**The request:** Omit the images, then output each of the records below exactly.

[Pointing dataset excerpts]
▼▼▼
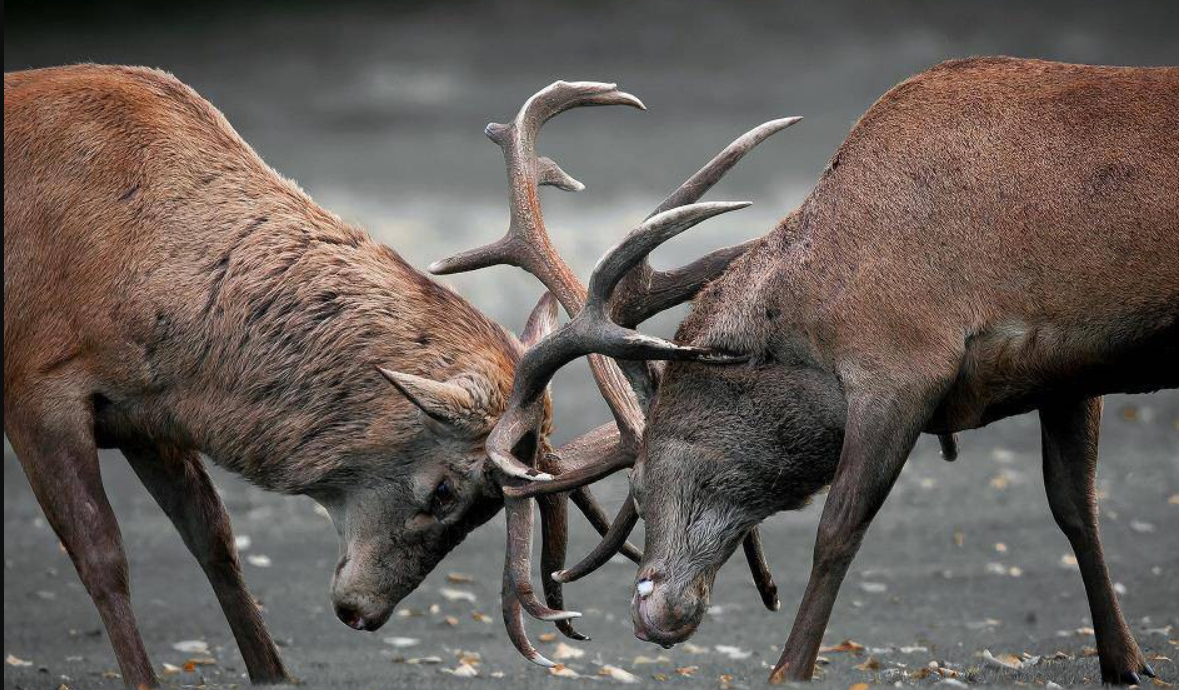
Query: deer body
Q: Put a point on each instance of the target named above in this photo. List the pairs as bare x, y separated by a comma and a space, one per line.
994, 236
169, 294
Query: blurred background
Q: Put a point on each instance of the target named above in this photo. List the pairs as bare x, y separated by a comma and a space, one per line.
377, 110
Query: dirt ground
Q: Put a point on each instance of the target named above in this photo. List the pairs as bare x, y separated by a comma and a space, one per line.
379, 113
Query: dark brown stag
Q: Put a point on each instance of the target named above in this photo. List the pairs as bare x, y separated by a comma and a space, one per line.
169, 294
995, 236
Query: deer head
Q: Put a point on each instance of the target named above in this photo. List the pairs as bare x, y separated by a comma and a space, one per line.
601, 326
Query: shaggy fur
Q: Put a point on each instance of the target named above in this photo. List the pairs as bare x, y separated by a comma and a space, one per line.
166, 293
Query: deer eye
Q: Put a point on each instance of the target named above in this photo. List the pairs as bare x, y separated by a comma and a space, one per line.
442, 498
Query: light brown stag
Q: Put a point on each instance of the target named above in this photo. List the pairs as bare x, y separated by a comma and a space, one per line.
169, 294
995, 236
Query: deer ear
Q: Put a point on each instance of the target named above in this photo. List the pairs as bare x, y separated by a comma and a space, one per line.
▲▲▲
**Task output:**
Query: deer body
Q: Put a point on each instance of the target named above in this photo. List the pairs as bare x, y separated by a comma and a space, one per line.
994, 236
169, 294
Query: blurred background
Q: Put a point on each instance of the target named above in this photo. List the pairs as bare x, y separated by a comma and a space, one per line.
377, 110
Query: dirt ground
Q: Put a point on each instance of the target named above in this photo. List the pairs as bare x, y separated by a comma and a space, one per line.
379, 113
Query: dark brown stag
Q: Put a point on each instance of the target named above in this photo. List the pairs as bare x, y separated by a comma and a space, one per line.
169, 294
995, 236
Query: deer head
Q: Put a point on each instance of the target named above in this photo. List the pairs as bare x, y separated by a comma and a space, one per line.
601, 326
Query: shaggy fur
Q: Put a point on each instance of the target named above in this photo. List the pairs as bare x, y separated by a comma and a space, one per line.
166, 293
Query: deer eye
Q: Put a point on each instance of the target named above in this photo. List the pairs as bare x, y separated by a comma and a space, one per line.
442, 498
Query: light brown stag
Q: Put a point on each instance of the target named above in this photo. List the pairs as bare x, y separated by a comma and a space, one per line.
169, 294
995, 236
Query: deer ear
Q: Put a point on each instance of the target named above in this photo. List the pairs as bare x, y separated by a comma and a space, one per line.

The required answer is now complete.